_TASK_
Give the listing again in full, exactly as written.

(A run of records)
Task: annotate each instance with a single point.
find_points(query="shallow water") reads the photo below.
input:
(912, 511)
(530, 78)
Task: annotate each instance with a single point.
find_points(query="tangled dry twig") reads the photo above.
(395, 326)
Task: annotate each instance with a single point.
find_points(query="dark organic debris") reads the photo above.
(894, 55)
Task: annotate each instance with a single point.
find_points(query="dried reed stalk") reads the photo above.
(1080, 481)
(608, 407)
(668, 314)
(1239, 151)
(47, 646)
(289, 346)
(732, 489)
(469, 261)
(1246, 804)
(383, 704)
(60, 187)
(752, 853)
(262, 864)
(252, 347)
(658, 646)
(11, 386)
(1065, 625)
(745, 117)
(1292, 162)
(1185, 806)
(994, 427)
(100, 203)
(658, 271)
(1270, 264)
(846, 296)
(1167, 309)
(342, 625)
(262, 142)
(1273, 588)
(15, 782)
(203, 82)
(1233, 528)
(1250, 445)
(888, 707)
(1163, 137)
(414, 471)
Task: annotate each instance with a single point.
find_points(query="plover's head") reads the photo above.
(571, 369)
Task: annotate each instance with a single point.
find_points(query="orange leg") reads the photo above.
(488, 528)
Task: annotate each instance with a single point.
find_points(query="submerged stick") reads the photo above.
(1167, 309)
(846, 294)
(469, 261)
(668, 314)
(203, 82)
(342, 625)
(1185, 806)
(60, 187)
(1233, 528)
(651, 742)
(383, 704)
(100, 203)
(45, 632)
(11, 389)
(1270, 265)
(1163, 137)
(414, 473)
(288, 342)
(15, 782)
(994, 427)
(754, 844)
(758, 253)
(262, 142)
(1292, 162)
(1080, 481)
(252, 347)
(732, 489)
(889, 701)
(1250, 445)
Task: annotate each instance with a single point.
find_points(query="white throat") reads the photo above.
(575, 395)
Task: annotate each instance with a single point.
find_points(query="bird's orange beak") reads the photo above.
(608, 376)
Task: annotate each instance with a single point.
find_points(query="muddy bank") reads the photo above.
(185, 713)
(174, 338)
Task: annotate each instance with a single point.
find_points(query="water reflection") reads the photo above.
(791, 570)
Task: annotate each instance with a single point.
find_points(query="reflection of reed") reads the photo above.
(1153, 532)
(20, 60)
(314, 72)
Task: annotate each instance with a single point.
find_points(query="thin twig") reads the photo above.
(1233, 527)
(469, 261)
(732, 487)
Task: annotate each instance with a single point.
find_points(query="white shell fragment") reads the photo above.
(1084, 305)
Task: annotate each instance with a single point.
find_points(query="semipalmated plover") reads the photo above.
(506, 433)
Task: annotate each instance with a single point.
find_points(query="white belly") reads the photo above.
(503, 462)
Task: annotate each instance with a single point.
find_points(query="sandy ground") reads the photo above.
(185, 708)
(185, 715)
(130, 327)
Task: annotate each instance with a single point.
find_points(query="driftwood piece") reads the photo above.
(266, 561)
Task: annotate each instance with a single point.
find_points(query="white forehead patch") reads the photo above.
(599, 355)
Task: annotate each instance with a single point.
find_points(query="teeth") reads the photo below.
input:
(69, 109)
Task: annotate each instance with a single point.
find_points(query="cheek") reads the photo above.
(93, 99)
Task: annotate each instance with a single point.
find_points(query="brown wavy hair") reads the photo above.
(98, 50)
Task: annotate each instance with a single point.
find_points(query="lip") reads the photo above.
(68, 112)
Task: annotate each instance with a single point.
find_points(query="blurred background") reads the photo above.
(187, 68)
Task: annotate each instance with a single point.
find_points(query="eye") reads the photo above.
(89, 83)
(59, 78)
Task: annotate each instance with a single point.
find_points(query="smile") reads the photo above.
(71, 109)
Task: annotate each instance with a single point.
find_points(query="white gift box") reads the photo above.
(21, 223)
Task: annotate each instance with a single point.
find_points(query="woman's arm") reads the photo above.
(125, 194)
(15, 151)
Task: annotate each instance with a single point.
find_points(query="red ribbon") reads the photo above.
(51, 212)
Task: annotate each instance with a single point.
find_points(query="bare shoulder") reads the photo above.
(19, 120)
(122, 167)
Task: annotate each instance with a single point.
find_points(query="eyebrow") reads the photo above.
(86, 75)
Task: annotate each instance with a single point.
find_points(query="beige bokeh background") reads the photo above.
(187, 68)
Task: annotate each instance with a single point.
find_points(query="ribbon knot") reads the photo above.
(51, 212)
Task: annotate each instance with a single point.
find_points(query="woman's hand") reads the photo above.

_TASK RESULT_
Task: annotate each instance with a single point.
find_points(query="shallow water") reads the photo below.
input:
(912, 511)
(530, 78)
Task: annotate each instance with a single point.
find_points(query="tangled dry twig") reads the photo above.
(395, 326)
Task: annotate each instance with a single point.
find_points(query="dark organic debris") reads the photo above.
(894, 55)
Task: annotate each instance with a single point.
find_points(query="dried reed stalk") reads the photo above.
(1080, 481)
(608, 407)
(668, 314)
(1239, 151)
(47, 646)
(289, 346)
(732, 489)
(469, 261)
(1246, 804)
(383, 704)
(60, 187)
(752, 853)
(262, 864)
(252, 347)
(658, 646)
(11, 386)
(1065, 625)
(745, 117)
(1292, 162)
(1185, 806)
(994, 427)
(100, 203)
(658, 271)
(1270, 264)
(846, 296)
(1167, 309)
(342, 625)
(262, 142)
(1273, 588)
(15, 782)
(203, 82)
(1233, 528)
(1250, 445)
(888, 707)
(1163, 137)
(414, 471)
Task: annotate each instance with a single point.
find_points(query="plover's head") reads the photo above.
(571, 369)
Task: annotate each instance with a single point.
find_points(query="orange leg") reads the photo above.
(488, 528)
Task: annotate each instance with a single point.
find_points(query="submerged stick") reads the photo above.
(1167, 309)
(846, 294)
(469, 261)
(668, 314)
(203, 82)
(342, 625)
(1185, 806)
(60, 187)
(1233, 528)
(651, 742)
(383, 704)
(100, 203)
(45, 632)
(11, 389)
(1270, 265)
(1163, 137)
(414, 473)
(288, 342)
(15, 782)
(994, 427)
(754, 844)
(758, 253)
(262, 142)
(1292, 162)
(1080, 481)
(252, 347)
(732, 489)
(889, 701)
(1250, 445)
Task: annotate each instance with a single point.
find_points(query="white throat") reads the photo above.
(575, 395)
Task: annotate each instance with a single point.
find_points(query="bird's orange beak") reads the photo above.
(608, 376)
Task: annotate each instance with a single point.
find_points(query="muddy bank") reads the photo above.
(185, 713)
(174, 338)
Task: annotate each instance with a single point.
find_points(query="water reflection") reads the photo above.
(791, 570)
Task: annotate each instance with a single point.
find_points(query="reflection of reed") reads the photo above.
(1153, 532)
(20, 60)
(314, 72)
Task: annotate each instance with a single point.
find_points(query="thin twig") reads the photo above.
(1233, 527)
(469, 261)
(732, 487)
Task: annotate each instance with a single point.
find_points(query="white shell fragment") reads the photo above.
(1084, 305)
Task: annotate each instance with a single point.
find_points(query="semipalmated plover") reads the photo above.
(506, 433)
Task: annotate each instance with a single point.
find_points(query="white belly") reads the photo above.
(503, 462)
Task: annotate each instance with a single point.
find_points(query="sandy ground") reads the photo above.
(185, 708)
(185, 715)
(130, 327)
Task: annotate each instance with a single point.
find_points(query="driftwood piece") reads the photo above.
(266, 561)
Task: annotate each instance with a single point.
find_points(query="white forehead patch") reads the photo above.
(599, 355)
Task: annotate each instance with a single point.
find_points(query="teeth") reads the photo below.
input:
(69, 109)
Task: annotate each instance with a single point.
find_points(query="cheek") reads the photo above.
(93, 99)
Task: annotate each instance with a single point.
find_points(query="brown wavy hair") reads the photo above.
(98, 50)
Task: annotate each instance with a single point.
find_points(query="lip") reads the photo above.
(68, 112)
Task: annotate each instance with a single point.
find_points(query="blurred background") reads the photo above.
(187, 68)
Task: annotate each instance with a single point.
find_points(query="eye") reads the photo above.
(89, 83)
(59, 78)
Task: annotate each instance with a single point.
find_points(query="smile") reads the photo above.
(71, 109)
Task: annotate each instance with a single point.
find_points(query="white gift box") reads the photo above.
(21, 223)
Task: annotate each instance with a single point.
find_points(query="woman's arm") reads the photo above.
(125, 194)
(15, 151)
Task: annotate each instance with a single point.
find_points(query="red ribbon") reads the photo above.
(51, 212)
Task: annotate each instance with a single point.
find_points(query="bare shoulder") reads the photo above.
(19, 120)
(122, 167)
Task: annotate each instance with a single point.
find_points(query="eyebrow") reads the photo above.
(86, 75)
Task: annotate each instance with a single point.
find_points(query="beige bokeh background") reads the photo above.
(187, 68)
Task: annotate each instance with a single point.
find_points(query="ribbon knot") reads the photo above.
(51, 212)
Task: annotate each instance with a single point.
find_points(query="woman's hand") reads the photo above.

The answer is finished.